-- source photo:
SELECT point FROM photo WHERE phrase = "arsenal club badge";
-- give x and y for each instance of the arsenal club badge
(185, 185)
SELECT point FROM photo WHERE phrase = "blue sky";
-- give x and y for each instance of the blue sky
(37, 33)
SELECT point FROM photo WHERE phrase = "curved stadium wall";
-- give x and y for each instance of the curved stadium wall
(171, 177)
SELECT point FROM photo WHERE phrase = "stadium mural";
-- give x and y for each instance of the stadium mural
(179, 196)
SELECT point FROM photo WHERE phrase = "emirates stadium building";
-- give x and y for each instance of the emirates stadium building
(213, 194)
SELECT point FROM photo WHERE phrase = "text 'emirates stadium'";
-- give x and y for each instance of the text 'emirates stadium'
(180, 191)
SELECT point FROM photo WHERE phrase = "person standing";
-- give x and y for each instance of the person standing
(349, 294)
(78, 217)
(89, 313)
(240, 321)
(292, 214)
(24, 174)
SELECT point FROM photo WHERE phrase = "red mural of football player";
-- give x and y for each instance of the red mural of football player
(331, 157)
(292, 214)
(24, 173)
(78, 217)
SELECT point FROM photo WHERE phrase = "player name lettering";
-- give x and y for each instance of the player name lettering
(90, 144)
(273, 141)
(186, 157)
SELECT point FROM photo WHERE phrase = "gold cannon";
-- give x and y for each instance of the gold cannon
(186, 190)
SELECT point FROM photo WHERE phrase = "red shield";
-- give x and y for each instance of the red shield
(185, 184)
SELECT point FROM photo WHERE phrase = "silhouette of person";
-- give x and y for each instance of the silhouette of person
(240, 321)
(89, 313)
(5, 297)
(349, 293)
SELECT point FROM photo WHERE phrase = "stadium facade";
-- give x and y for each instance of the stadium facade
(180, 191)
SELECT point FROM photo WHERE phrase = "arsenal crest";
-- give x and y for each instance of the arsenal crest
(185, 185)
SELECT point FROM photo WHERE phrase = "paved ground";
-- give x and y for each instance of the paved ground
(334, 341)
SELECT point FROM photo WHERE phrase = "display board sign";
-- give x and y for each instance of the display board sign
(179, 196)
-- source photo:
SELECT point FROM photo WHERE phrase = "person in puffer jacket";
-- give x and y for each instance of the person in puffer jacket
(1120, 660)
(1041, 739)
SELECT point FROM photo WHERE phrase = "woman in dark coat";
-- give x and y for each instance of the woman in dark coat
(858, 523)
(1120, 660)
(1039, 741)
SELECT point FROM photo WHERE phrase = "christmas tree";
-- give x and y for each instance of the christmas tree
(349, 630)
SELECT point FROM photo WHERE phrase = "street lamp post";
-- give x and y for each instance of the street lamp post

▸ Set exercise
Your task is to transcribe the listing above in full, exactly as given.

▸ Worked answer
-- source photo:
SELECT point FROM photo WHERE phrase = "arsenal club badge";
-- give x and y for each instance of the arsenal club badge
(185, 185)
SELECT point FROM photo WHERE phrase = "blue sky";
-- give x and y for each instance of the blue sky
(37, 33)
SELECT point FROM photo WHERE phrase = "curved stadium wall";
-- give x and y for each instance of the curved stadium wall
(171, 177)
SELECT point FROM photo WHERE phrase = "stadium mural";
-- give x and y for each instance of the stadium mural
(179, 196)
SELECT point FROM photo WHERE phrase = "emirates stadium building";
-- give x and y for each instance of the emirates stadium building
(213, 194)
SELECT point FROM photo WHERE phrase = "text 'emirates stadium'";
-- give x and y for each instance of the text 'emirates stadium'
(180, 191)
SELECT point FROM photo WHERE phrase = "person standing";
-- give x and y for each instance of the person standing
(349, 294)
(78, 217)
(89, 313)
(240, 321)
(292, 214)
(24, 174)
SELECT point FROM photo WHERE phrase = "red mural of football player";
-- give x and y for each instance of the red mural of football player
(331, 157)
(292, 214)
(24, 173)
(78, 217)
SELECT point FROM photo WHERE phrase = "player name lettering";
-- give x and y for each instance of the player name lettering
(90, 144)
(273, 141)
(186, 157)
SELECT point FROM photo WHERE phrase = "gold cannon";
-- give x and y for each instance of the gold cannon
(186, 190)
SELECT point FROM photo WHERE phrase = "red shield";
-- give x and y for each instance of the red shield
(185, 184)
SELECT point FROM photo WHERE phrase = "silhouette of person";
-- give x and y for each instance of the silhouette of person
(240, 321)
(89, 313)
(5, 297)
(349, 293)
SELECT point FROM photo WHERE phrase = "stadium facade";
-- give x and y for each instance of the stadium facade
(180, 191)
SELECT point FROM photo WHERE phrase = "arsenal crest";
-- give x and y for each instance of the arsenal crest
(185, 185)
SELECT point FROM photo WHERE phrase = "paved ground";
-- give x and y for each instance of the paved ground
(334, 341)
SELECT point FROM photo WHERE phrase = "display board sign";
-- give x and y for each instance of the display board sign
(179, 196)
-- source photo:
SELECT point FROM photo WHERE phrase = "person in puffer jacket";
-- give x and y for each instance of the person in puffer jacket
(1120, 660)
(1041, 739)
SELECT point FROM photo WHERE phrase = "woman in dark coat";
-- give x and y for each instance of the woman in dark coat
(858, 523)
(1120, 660)
(1039, 741)
SELECT point FROM photo WHERE phrase = "christmas tree";
-- give x and y for each instance of the christmas tree
(349, 630)
SELECT point FROM photo WHERE phrase = "street lamp post";
-- give x and y for each instance of the street lamp post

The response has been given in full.